Work to be completed
In the copy, every record below must appear exactly as given, and no picture may appear.

Exercise inputs
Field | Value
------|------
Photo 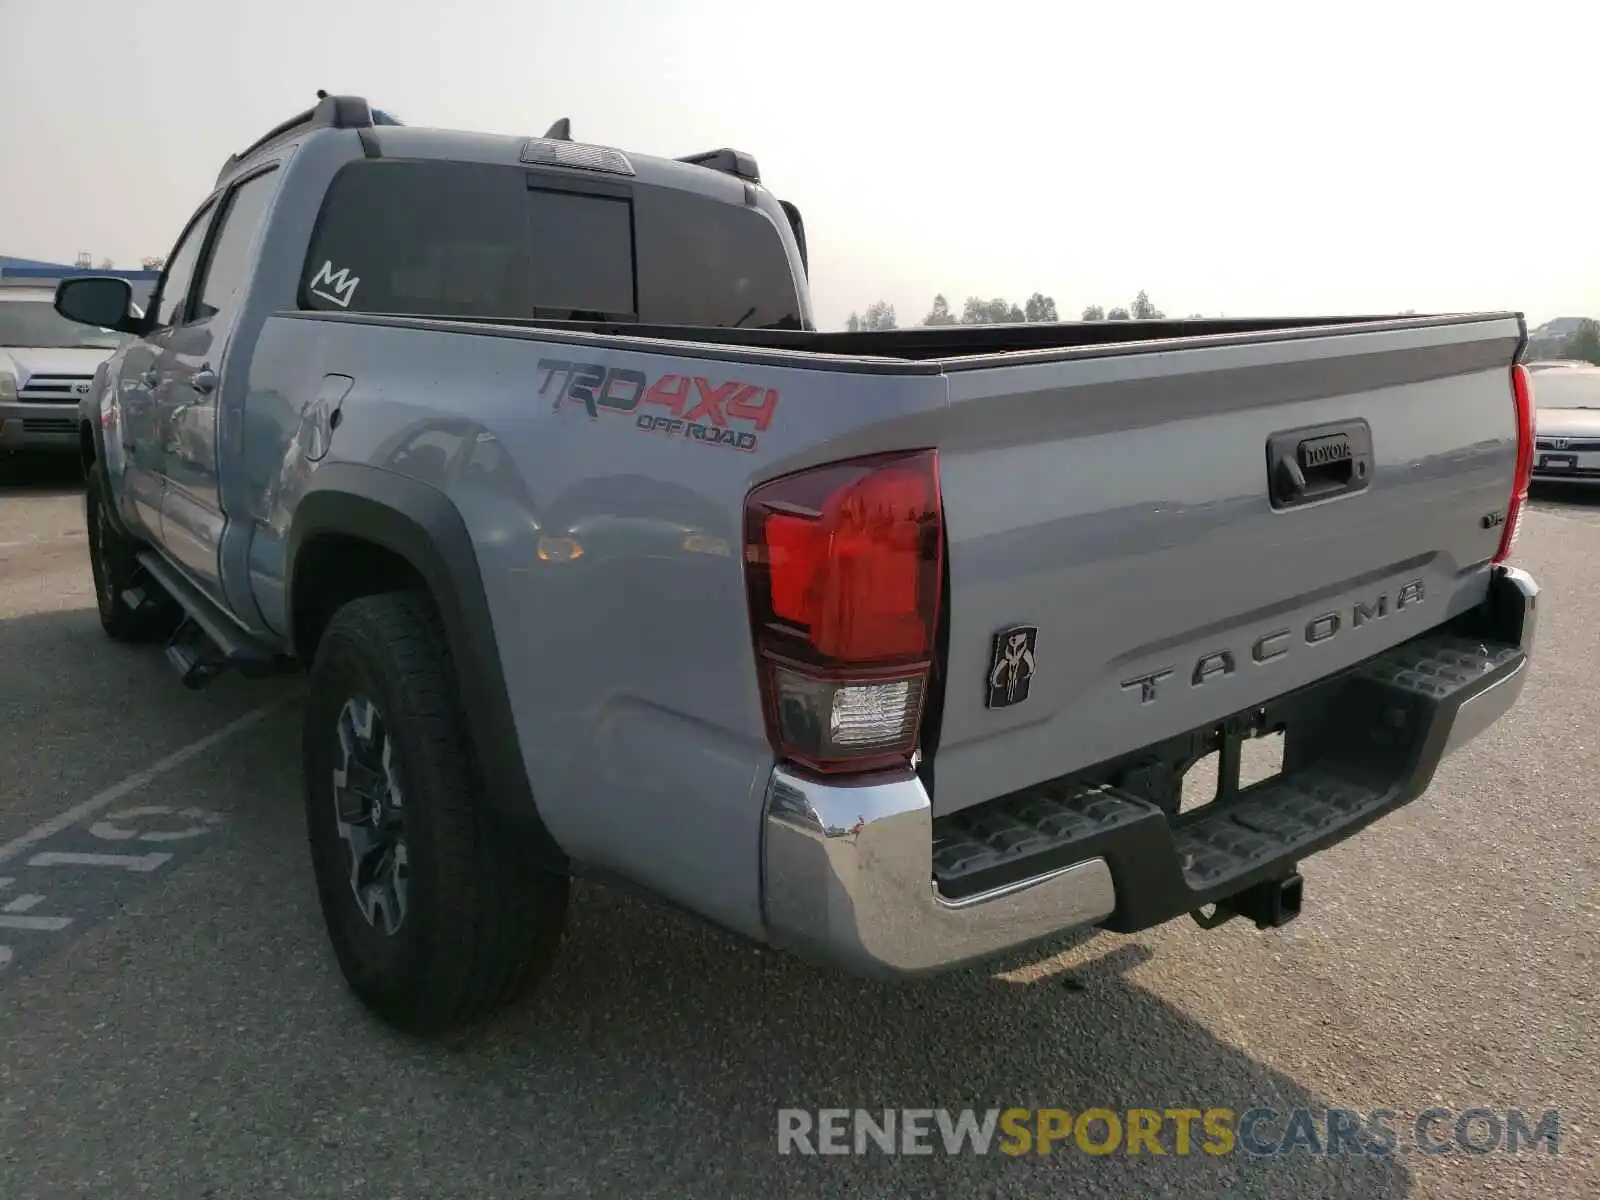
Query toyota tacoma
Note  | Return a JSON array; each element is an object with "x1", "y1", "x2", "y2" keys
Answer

Written response
Field | Value
------|------
Photo 
Query toyota tacoma
Note  | Return a JSON array; each element is an object with "x1", "y1", "x2", "y2" keys
Answer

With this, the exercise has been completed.